• TEXT TO READ
##########

# who needs toys when there are bugs



## Nan (Oct 11, 2010)

My girls are helping get rid of the flies & lady bugs. Here they found a lady bug. 

(I'm not exactly sure how I'm supposed to upload files) or here is a link


----------



## Susan (Mar 29, 2010)

LOL! That's a familiar sight. My girls also love flies and ladybugs far more than any of their toys.


----------



## Annabelle (Oct 12, 2010)

Susan said:


> LOL! That's a familiar sight. My girls also love flies and ladybugs far more than any of their toys.



Susan your cats are adorable! Ive always wanted a Siamese or Himalayan type cat.


as for the bugs- totally! I have little play mice all over the house (the dog likes to eat them!) but the cat plays more with "bugs" she finds. Even if its just an old nail high up on the wall but she thinks its a bug. Its so cute the panicked mewwww she makes, almost sounds like a desperate sheep?? lmao


----------



## lady croft (Oct 11, 2010)

my baby hepls me to rid of the flies at home, too. Also she makes some strange mimics and sounds when she is chasing them. hope someday I'll post the video I have taken. I lough at her too much.

##########

• GIVEN ENTRIES
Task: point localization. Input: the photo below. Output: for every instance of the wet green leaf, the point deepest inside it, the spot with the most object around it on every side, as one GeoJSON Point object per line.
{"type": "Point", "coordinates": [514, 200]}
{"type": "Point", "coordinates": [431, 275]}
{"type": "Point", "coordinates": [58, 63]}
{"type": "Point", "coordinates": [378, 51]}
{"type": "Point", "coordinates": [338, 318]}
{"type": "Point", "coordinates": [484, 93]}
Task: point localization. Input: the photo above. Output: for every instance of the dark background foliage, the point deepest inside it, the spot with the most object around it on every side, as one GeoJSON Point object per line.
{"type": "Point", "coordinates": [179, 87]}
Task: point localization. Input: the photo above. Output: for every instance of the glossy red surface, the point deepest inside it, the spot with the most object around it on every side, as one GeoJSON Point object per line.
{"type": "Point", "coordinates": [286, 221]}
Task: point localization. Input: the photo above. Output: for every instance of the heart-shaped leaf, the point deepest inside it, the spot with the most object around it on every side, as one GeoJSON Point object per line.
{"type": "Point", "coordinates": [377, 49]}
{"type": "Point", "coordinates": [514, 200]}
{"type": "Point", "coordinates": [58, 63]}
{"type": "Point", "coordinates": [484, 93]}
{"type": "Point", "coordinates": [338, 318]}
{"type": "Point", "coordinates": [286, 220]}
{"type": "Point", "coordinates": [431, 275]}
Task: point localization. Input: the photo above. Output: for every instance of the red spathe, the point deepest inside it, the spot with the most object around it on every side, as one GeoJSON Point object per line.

##########

• DIRECTIONS
a: In the forum thread on pets chasing bugs, copy the passage that begins with the words "Susan your cats" and ends after the words "her too much.".
b: Answer these questions using the forum thread on pets chasing bugs:
(i) What does Nan say her girls are helping get rid of?
(ii) What does Annabelle's dog like to do with the little play mice?
(iii) What has lady croft taken that she hopes to post someday?
c: For each statement, say whether it agrees with the forum thread on pets chasing bugs:
(i) Annabelle has always wanted a Siamese or Himalayan type cat.
(ii) Susan's girls love their toys more than flies and ladybugs.
(iii) Annabelle's cat plays more with the play mice than with bugs.
The rows were taken from a different source than the forum thread on pets chasing bugs.

• CORRECT ANSWERS
a:
Susan your cats are adorable! Ive always wanted a Siamese or Himalayan type cat.


as for the bugs- totally! I have little play mice all over the house (the dog likes to eat them!) but the cat plays more with "bugs" she finds. Even if its just an old nail high up on the wall but she thinks its a bug. Its so cute the panicked mewwww she makes, almost sounds like a desperate sheep?? lmao


----------



## lady croft (Oct 11, 2010)

my baby hepls me to rid of the flies at home, too. Also she makes some strange mimics and sounds when she is chasing them. hope someday I'll post the video I have taken. I lough at her too much.

b:
(i) The flies and lady bugs.
(ii) Eat them.
(iii) A video.

c:
(i) Yes: "Ive always wanted a Siamese or Himalayan type cat."
(ii) No: "My girls also love flies and ladybugs far more than any of their toys."
(iii) No: "the cat plays more with "bugs" she finds."